GIVEN INSTRUCTION
Count the lines of the items below that contain the string "white", treating uppercase and lowercase letters as different. Give only the number.

BEGIN PROVIDED INFORMATION

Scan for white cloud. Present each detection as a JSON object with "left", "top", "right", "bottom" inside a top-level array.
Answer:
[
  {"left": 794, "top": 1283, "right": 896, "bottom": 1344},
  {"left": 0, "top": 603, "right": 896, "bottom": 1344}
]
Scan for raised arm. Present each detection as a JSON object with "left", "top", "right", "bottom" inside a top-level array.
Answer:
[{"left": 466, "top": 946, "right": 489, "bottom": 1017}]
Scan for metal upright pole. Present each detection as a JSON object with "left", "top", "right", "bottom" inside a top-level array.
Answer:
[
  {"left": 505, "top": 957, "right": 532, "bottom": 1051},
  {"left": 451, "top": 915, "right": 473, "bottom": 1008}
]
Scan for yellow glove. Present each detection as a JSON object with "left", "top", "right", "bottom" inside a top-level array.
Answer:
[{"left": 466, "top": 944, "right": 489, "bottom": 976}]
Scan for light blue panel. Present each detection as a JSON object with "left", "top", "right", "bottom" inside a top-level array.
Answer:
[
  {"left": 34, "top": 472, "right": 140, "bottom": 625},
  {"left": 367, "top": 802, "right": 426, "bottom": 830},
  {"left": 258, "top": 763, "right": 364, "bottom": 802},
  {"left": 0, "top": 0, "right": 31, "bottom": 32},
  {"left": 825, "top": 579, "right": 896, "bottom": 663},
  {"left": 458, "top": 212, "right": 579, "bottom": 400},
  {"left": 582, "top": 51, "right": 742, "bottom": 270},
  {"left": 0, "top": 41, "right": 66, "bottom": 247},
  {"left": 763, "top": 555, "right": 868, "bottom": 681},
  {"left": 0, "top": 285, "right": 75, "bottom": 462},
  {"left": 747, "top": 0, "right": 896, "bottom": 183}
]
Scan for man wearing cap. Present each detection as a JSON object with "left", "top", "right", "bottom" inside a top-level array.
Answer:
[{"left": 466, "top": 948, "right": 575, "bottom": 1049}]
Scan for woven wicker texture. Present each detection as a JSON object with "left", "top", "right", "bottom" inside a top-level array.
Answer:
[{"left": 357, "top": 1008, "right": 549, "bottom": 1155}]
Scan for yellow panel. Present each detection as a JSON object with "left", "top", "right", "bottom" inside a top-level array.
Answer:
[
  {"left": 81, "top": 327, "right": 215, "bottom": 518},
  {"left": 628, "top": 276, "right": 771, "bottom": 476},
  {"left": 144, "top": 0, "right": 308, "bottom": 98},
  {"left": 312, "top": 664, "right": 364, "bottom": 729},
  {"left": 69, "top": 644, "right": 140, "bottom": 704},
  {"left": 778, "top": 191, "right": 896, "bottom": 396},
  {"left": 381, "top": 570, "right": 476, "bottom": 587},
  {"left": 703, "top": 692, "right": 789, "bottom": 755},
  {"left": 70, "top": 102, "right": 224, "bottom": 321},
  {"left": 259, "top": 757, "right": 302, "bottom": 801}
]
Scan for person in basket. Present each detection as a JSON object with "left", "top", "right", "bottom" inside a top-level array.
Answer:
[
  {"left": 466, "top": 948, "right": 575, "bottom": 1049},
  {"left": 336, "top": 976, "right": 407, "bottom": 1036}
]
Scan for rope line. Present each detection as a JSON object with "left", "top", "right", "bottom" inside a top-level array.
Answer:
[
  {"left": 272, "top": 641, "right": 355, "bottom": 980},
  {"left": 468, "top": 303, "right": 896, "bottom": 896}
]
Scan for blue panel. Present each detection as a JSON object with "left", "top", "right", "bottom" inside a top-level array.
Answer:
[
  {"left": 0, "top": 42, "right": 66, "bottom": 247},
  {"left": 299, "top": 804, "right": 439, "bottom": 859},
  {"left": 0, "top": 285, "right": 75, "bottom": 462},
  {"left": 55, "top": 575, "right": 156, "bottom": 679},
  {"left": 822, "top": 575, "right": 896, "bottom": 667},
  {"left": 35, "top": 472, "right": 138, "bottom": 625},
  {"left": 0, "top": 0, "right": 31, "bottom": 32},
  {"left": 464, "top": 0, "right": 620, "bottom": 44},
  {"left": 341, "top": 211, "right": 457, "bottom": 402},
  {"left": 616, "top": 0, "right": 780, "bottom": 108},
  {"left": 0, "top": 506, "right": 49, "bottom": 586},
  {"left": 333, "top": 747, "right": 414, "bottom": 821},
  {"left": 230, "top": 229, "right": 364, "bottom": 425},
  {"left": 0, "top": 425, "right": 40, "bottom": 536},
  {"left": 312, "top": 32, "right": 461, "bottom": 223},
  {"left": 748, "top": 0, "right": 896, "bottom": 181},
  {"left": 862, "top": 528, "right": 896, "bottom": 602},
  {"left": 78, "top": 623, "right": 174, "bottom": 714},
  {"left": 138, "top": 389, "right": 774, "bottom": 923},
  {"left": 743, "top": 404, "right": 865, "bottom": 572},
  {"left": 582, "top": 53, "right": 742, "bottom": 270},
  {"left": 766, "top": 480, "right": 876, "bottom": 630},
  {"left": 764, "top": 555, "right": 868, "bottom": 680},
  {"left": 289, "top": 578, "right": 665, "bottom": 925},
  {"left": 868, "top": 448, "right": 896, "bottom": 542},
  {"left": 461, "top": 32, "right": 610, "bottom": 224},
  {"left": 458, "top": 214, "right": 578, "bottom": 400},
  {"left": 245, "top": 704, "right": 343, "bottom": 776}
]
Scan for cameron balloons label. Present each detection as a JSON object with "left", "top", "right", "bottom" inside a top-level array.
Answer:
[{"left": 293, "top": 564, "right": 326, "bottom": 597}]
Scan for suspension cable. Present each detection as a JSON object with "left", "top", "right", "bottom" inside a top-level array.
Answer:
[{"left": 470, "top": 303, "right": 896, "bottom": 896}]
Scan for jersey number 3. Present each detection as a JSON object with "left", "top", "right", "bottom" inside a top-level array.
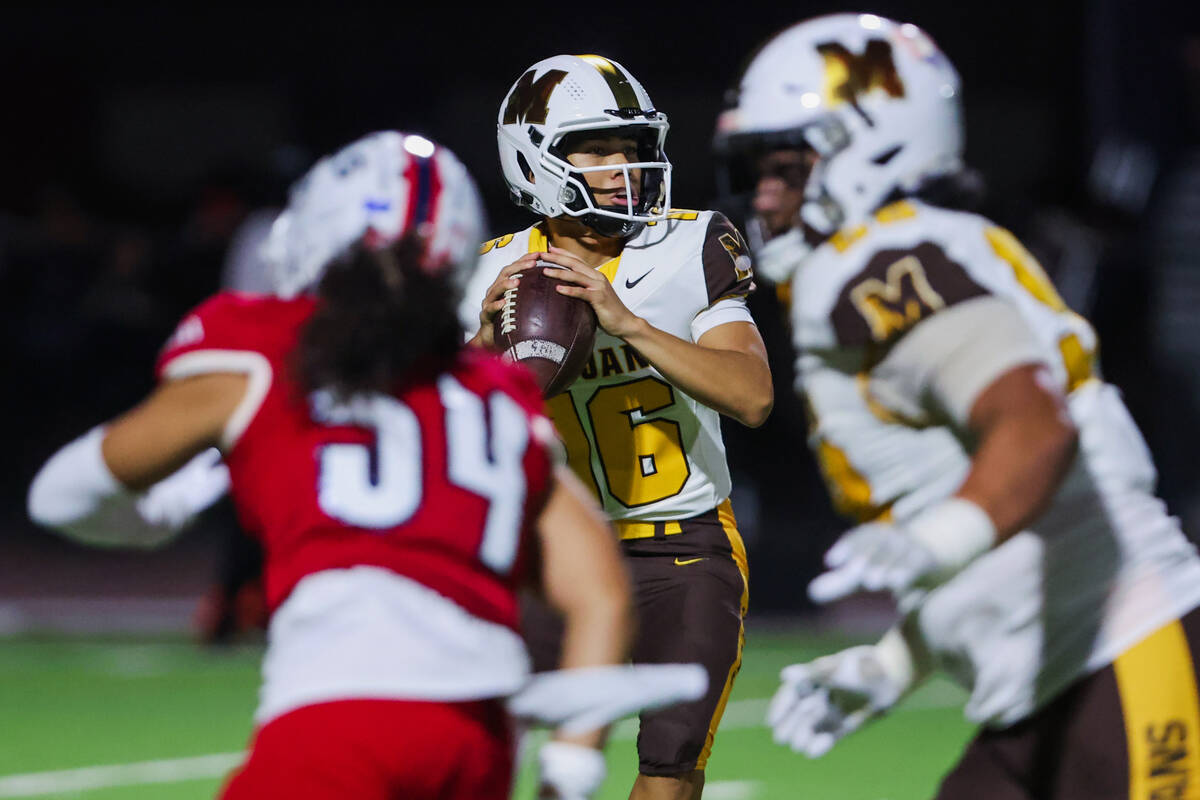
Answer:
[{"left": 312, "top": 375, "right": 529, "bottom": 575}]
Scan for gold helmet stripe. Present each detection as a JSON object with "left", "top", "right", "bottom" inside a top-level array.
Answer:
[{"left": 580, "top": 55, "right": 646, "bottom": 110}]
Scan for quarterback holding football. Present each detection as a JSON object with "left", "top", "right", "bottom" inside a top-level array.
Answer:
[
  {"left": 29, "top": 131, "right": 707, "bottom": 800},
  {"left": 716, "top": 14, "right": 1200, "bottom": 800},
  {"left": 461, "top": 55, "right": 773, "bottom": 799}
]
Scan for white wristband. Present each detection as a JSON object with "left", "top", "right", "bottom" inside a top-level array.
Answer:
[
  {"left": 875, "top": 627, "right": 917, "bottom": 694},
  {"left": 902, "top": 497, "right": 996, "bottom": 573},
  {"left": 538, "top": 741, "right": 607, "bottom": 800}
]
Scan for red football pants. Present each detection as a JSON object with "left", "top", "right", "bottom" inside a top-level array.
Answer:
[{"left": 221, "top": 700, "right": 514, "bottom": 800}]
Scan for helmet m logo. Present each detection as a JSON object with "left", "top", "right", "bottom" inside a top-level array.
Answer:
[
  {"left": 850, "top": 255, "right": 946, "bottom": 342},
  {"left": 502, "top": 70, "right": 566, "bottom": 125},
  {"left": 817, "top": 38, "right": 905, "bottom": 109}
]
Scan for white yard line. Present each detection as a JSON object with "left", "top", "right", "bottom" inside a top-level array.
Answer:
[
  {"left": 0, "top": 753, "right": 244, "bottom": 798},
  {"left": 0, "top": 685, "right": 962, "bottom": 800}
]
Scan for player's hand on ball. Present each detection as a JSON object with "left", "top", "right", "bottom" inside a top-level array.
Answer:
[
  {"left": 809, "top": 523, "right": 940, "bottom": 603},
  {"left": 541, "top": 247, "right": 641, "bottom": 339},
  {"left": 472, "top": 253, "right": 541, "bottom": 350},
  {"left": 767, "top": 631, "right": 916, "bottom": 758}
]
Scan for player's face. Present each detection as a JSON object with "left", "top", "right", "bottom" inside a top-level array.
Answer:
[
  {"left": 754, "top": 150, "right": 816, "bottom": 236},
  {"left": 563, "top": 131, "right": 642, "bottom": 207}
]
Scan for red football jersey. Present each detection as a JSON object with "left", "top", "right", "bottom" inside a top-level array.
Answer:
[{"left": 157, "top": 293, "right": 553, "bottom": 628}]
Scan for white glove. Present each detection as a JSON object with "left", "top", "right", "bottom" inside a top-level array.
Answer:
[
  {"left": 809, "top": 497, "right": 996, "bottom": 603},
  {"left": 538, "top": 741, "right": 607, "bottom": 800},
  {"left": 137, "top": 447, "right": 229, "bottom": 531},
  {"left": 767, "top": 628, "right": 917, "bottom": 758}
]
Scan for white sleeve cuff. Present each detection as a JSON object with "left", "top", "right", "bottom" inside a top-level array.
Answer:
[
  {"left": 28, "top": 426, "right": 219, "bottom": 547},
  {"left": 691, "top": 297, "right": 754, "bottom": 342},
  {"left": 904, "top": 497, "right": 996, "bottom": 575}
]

END PROVIDED INFORMATION

TASK ANSWER
5